Supplied entries
-=-=-

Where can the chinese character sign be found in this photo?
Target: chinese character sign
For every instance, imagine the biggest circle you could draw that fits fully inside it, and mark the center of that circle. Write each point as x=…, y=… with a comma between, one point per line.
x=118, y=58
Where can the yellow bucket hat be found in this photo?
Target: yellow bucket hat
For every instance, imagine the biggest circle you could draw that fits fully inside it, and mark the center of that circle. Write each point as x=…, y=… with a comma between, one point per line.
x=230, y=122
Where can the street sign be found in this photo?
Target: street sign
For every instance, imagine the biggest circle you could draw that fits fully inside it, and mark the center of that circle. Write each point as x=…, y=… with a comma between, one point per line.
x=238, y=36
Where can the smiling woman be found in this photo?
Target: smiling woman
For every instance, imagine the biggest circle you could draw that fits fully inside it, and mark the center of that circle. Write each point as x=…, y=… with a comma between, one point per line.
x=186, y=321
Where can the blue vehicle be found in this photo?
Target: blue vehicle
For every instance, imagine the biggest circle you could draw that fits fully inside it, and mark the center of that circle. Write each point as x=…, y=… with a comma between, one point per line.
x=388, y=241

-=-=-

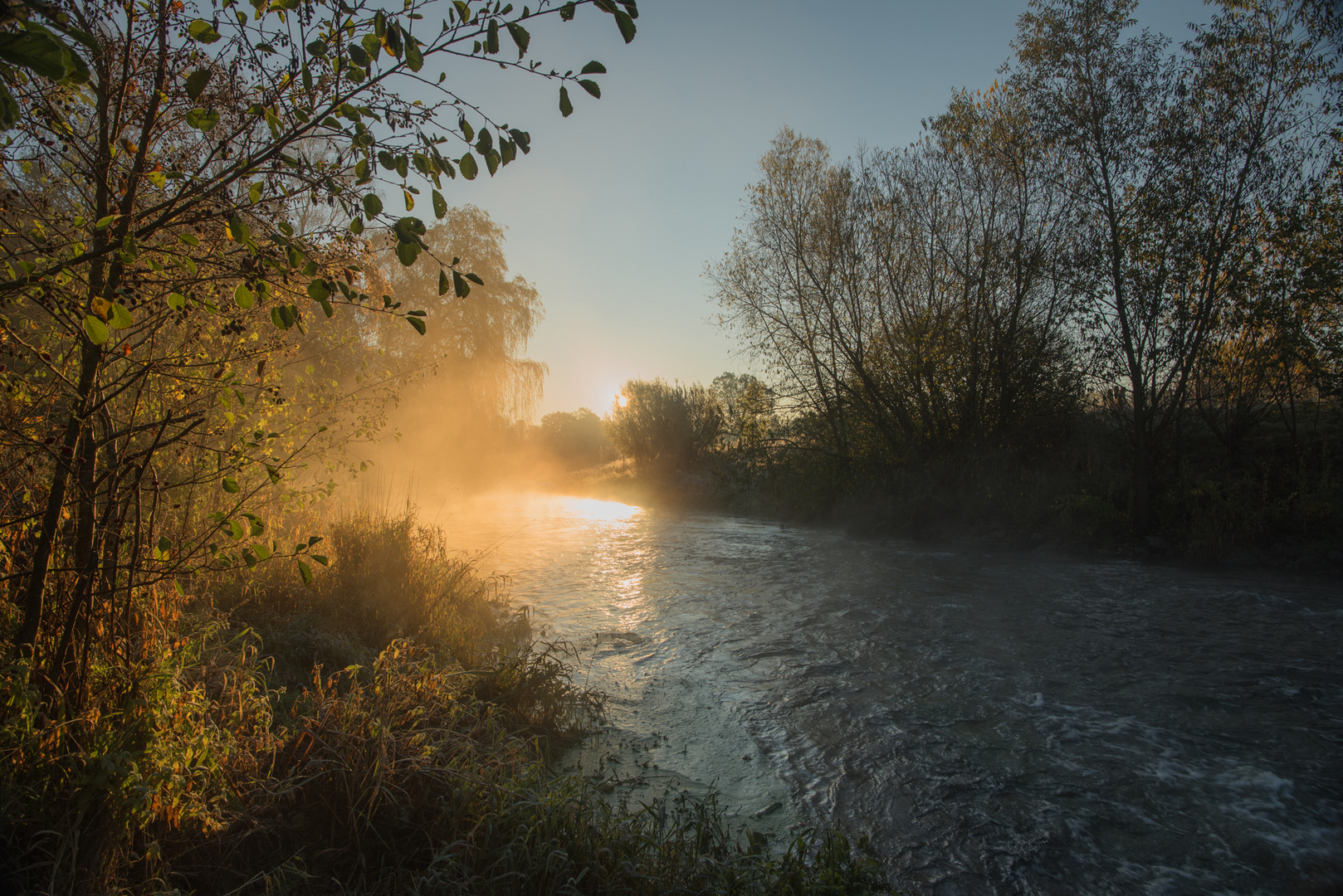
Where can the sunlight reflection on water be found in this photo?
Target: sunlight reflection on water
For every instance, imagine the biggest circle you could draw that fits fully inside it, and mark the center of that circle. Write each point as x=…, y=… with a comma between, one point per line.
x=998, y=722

-=-=-

Instructions to follow
Could you reproduce, exactly, every line above from the line with "Target: yellow bucket hat" to the line with "Target: smiling woman", and no other line? Both ends count.

Answer space
Target: yellow bucket hat
For every instance, imagine the biggest circle you could draw that fits fully inside it, and mark the center of that circle. Write each point as x=…, y=… with a comma between, one point per line.
x=230, y=122
Where can the street sign be found in this photo?
Target: street sign
For every instance, imagine the biggest circle you could draw that fits fully inside it, and mark the center of that circle. Write each point as x=…, y=… with a comma between, one point per line.
x=238, y=36
Where can the smiling woman be found in this photo?
Target: smiling woman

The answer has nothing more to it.